### Stated exercise
Can you rewrite only the lines that begin at the one containing "144 0 L 157" and stop after the one containing "240 182 L 241", substituting "nonzero" for "evenodd" and leaving everything else unchanged?

### Listing
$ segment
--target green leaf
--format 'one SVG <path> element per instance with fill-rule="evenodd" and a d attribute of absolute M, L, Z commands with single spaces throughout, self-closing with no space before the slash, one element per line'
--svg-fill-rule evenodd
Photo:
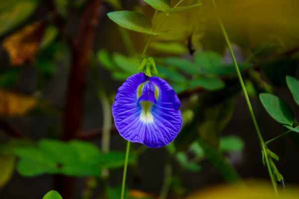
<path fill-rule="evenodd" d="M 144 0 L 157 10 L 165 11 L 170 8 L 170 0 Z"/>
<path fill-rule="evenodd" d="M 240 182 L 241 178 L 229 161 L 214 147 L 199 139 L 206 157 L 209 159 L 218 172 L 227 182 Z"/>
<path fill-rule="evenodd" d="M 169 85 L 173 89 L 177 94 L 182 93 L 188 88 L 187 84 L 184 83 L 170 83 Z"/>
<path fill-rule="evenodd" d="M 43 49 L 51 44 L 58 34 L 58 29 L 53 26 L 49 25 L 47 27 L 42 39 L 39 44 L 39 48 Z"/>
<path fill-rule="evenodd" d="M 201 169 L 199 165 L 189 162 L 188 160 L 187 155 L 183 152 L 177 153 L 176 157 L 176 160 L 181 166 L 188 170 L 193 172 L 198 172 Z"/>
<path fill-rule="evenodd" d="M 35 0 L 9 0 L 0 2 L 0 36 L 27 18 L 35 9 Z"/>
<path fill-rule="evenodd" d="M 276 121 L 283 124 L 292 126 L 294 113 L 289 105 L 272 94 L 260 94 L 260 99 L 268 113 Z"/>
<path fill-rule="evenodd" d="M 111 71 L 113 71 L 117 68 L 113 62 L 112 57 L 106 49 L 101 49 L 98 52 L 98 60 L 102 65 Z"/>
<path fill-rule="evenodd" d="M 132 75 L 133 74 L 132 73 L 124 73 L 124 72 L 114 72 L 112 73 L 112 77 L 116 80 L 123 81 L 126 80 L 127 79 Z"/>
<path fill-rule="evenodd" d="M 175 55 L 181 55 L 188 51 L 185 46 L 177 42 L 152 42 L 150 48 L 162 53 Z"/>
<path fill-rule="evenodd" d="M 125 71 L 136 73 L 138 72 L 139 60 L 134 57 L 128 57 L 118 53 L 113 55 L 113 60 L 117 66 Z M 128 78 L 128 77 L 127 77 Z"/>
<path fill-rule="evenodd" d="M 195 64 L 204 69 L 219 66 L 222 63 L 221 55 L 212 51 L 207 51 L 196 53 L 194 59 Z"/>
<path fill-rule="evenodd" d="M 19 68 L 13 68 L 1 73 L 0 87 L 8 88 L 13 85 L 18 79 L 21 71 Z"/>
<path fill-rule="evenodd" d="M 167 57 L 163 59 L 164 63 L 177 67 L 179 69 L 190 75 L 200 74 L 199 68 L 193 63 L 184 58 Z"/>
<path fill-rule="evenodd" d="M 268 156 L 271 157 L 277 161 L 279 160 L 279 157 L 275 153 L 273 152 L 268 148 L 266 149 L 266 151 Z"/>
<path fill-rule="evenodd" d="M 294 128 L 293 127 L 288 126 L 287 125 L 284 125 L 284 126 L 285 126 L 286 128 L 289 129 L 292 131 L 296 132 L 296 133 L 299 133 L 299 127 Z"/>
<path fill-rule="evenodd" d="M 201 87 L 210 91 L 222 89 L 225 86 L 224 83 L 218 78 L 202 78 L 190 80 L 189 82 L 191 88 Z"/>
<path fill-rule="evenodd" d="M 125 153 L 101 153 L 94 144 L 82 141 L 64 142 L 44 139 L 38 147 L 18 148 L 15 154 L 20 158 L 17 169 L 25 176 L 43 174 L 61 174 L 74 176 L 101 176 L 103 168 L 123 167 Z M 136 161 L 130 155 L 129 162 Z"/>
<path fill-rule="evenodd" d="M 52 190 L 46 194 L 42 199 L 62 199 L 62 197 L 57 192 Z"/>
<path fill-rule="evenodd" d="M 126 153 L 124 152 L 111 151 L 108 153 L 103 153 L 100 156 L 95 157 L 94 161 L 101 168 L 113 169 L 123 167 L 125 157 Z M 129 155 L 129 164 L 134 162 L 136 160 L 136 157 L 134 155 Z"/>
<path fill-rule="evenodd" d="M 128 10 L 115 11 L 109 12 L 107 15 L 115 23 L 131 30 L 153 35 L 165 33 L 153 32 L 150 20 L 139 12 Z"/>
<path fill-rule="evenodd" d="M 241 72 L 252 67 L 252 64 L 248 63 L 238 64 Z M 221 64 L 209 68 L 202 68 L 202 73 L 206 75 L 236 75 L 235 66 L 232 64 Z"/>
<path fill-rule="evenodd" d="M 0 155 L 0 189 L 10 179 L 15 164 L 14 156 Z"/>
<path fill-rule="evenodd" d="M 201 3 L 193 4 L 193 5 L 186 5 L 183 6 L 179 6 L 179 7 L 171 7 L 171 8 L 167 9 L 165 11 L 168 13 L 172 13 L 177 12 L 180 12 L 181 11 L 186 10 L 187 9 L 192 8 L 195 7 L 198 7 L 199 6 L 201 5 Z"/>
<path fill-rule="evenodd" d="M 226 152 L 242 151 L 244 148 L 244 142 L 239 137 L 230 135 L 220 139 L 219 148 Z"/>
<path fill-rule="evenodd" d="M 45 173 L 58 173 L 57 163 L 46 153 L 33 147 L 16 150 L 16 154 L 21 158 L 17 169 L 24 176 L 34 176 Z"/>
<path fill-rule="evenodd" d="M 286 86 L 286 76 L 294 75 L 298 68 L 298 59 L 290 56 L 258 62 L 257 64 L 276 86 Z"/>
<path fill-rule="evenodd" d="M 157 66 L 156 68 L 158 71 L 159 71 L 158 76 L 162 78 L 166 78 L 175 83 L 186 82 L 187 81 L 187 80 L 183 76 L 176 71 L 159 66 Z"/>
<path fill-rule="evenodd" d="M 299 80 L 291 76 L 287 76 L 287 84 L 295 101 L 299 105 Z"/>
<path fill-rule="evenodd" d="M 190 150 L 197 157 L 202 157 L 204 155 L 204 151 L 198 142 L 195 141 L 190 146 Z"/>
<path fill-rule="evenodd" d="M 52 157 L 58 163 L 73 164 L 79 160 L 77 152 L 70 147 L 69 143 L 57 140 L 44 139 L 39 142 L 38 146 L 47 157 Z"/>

### Worked solution
<path fill-rule="nonzero" d="M 144 0 L 157 10 L 165 11 L 170 8 L 170 0 Z"/>
<path fill-rule="nonzero" d="M 240 182 L 241 178 L 229 161 L 214 147 L 199 139 L 206 157 L 209 159 L 218 172 L 227 182 Z"/>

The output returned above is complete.